WRITTEN REQUEST:
Can you recast the lines of the entries below, starting with the line that contains "Practice step: pick out every instance of the player's" and going on through the line that contains "[(433, 225)]", as a JSON list of strings with one string per line and any blank lines left out?

RECORDS FOR THIS EXERCISE:

start

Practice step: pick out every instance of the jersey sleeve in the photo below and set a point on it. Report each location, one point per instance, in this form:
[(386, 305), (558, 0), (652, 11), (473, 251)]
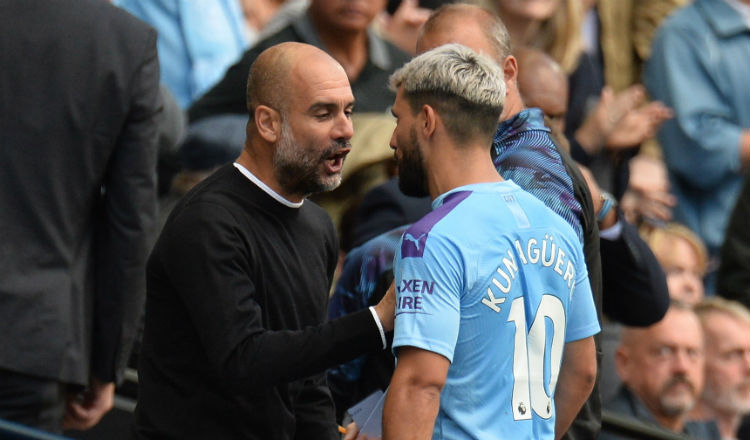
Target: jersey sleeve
[(428, 293), (582, 317)]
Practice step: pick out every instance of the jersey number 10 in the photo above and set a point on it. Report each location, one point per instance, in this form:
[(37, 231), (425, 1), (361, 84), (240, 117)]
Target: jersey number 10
[(528, 356)]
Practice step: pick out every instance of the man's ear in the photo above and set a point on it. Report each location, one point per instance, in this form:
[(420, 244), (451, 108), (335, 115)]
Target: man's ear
[(427, 121), (268, 123), (622, 363), (510, 71)]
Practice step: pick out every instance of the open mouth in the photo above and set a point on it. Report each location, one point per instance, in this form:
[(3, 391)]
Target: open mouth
[(335, 162)]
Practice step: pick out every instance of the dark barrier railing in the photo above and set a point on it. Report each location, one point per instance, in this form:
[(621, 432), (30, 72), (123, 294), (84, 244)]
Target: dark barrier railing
[(629, 427), (14, 431), (612, 423)]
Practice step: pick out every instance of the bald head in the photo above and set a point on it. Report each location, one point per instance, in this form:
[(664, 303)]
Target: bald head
[(269, 80), (448, 24), (543, 84)]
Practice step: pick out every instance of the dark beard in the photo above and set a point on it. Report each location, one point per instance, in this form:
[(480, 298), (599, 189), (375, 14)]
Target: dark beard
[(412, 177)]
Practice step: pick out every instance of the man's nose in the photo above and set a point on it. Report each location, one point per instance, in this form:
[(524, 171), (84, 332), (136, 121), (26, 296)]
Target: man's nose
[(343, 127)]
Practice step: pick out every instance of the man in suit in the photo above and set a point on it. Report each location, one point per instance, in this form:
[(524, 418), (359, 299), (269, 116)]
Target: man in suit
[(78, 117)]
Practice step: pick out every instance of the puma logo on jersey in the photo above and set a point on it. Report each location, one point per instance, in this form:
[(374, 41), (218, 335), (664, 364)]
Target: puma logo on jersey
[(411, 238)]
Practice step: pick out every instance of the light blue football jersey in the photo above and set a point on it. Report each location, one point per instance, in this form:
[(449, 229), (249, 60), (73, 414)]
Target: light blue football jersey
[(496, 282)]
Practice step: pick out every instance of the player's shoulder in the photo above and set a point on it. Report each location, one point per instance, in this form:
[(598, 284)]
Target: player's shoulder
[(433, 225)]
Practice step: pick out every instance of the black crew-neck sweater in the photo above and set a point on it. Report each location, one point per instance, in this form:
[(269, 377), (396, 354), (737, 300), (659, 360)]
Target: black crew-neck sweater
[(235, 343)]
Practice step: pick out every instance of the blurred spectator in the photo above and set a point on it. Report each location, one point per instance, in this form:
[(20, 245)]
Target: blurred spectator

end

THE RESULT:
[
  "Practice step: pick out every instance of the player's shoulder in the photo above and set a point on it. Report each location, one point per instance, in this form:",
  "[(598, 284)]",
  "Target: player's shoulder",
  "[(433, 225)]"
]